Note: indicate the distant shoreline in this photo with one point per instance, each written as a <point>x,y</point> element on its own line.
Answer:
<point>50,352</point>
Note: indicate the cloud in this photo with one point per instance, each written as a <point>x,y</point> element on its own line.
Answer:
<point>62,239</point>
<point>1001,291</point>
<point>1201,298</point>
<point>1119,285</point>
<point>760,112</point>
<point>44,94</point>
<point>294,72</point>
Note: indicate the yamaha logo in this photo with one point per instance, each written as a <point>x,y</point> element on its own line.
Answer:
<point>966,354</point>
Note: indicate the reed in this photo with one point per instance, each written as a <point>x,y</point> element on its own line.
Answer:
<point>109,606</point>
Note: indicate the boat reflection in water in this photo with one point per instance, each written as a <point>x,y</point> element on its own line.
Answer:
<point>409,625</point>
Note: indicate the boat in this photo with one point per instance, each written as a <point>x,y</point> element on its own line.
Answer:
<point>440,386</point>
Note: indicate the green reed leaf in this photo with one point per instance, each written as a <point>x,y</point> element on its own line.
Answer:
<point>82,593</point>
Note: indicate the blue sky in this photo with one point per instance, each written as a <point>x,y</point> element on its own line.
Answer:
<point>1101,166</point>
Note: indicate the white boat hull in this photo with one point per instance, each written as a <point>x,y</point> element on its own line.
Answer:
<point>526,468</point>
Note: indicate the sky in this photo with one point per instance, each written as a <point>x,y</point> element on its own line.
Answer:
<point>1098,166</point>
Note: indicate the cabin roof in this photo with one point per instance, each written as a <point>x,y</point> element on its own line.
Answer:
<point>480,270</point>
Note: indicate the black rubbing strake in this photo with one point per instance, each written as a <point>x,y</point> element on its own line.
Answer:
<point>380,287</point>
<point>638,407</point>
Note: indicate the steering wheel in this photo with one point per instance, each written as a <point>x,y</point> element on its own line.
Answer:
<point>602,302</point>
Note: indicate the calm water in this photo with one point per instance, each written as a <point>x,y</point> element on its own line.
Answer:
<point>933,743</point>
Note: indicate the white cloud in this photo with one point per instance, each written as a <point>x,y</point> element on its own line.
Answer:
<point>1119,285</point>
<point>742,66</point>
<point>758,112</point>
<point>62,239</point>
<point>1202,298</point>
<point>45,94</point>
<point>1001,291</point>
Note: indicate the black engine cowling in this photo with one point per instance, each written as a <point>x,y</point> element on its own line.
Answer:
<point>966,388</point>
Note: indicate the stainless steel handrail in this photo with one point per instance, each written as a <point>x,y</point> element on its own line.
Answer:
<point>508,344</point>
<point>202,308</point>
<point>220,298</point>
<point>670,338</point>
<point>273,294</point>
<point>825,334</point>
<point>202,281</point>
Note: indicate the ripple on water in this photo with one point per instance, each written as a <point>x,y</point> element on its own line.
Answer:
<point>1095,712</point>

## SET PROBLEM
Transcribe every record above exactly as it appears.

## FULL ANSWER
Note: indicate the distant shoreline in this photo with one point per instance, each written as a <point>x,y</point> element on its own line.
Answer:
<point>50,352</point>
Note: indicate the cloud in this photo with one point per instance, each written as a <point>x,y</point> element on its own line.
Answer:
<point>62,239</point>
<point>1001,291</point>
<point>1201,298</point>
<point>1119,285</point>
<point>760,112</point>
<point>44,94</point>
<point>294,72</point>
Note: indicate the yamaha logo in this photo with one point per instance, each written as a <point>x,y</point> element on its own line.
Answer:
<point>966,354</point>
Note: indicate the reed in this photo with one point per instance, each written as a <point>x,y</point> element on its own line.
Answer:
<point>109,606</point>
Note: indicate the boat reflection in water in this photo with one point per instance, each written as a <point>x,y</point> element on its own line.
Answer:
<point>409,625</point>
Note: indicate the boat in this photo with one point per instance, each written as a <point>x,y</point> element on its own line.
Answer:
<point>440,386</point>
Note: indicate the green reed leaf in this photo with one point per instance, each written as a <point>x,y</point> element on its own line.
Answer:
<point>82,593</point>
Note: indicate the blue sky in this photo with one point per instance, each written as a <point>x,y</point> element on its own line.
Answer:
<point>1101,166</point>
Note: indicate the white boat hull in this photo with one point per instance, each written as a <point>x,y</point> element on its own line.
Answer:
<point>526,468</point>
Note: indicate the sky in this photo with one point per instance, each written as a <point>x,y</point> element on its own line.
Answer:
<point>1098,166</point>
Note: indicate the cabin roof in this photo with one point per instance, each written as a <point>x,y</point> element on its own line.
Answer:
<point>480,270</point>
Note: indicate the black rubbing strake in this photo with one point per instance, each written as a <point>x,y</point> element on its own line.
Answer:
<point>380,287</point>
<point>638,407</point>
Note: indicate the steering wheel in this photo with one point per instance, each written as a <point>x,y</point> element on its own line.
Answer:
<point>602,302</point>
Note: indicate the calm water in this photo with one point per instance, each written as a <point>x,y</point> element on its own line.
Answer:
<point>933,743</point>
Note: indicate the white cloud in this photo with one point per instance, each written as a <point>x,y</point> element on its own line.
Answer:
<point>1119,285</point>
<point>742,66</point>
<point>758,112</point>
<point>62,239</point>
<point>1202,298</point>
<point>45,94</point>
<point>1001,291</point>
Note: indicate the black engine cowling in this photo with one point per instance, each written as a <point>x,y</point> element on its own line.
Answer:
<point>966,388</point>
Note: indicate the stainless steel handrail in this photo with one point per instance, each written as a <point>x,y</point> element on its own line.
Answer:
<point>508,344</point>
<point>202,308</point>
<point>220,298</point>
<point>670,338</point>
<point>273,294</point>
<point>825,334</point>
<point>202,281</point>
Note: indicate the ripple on water in this photo with one point per instance, each written as a <point>x,y</point> element on its own line.
Answer:
<point>1095,712</point>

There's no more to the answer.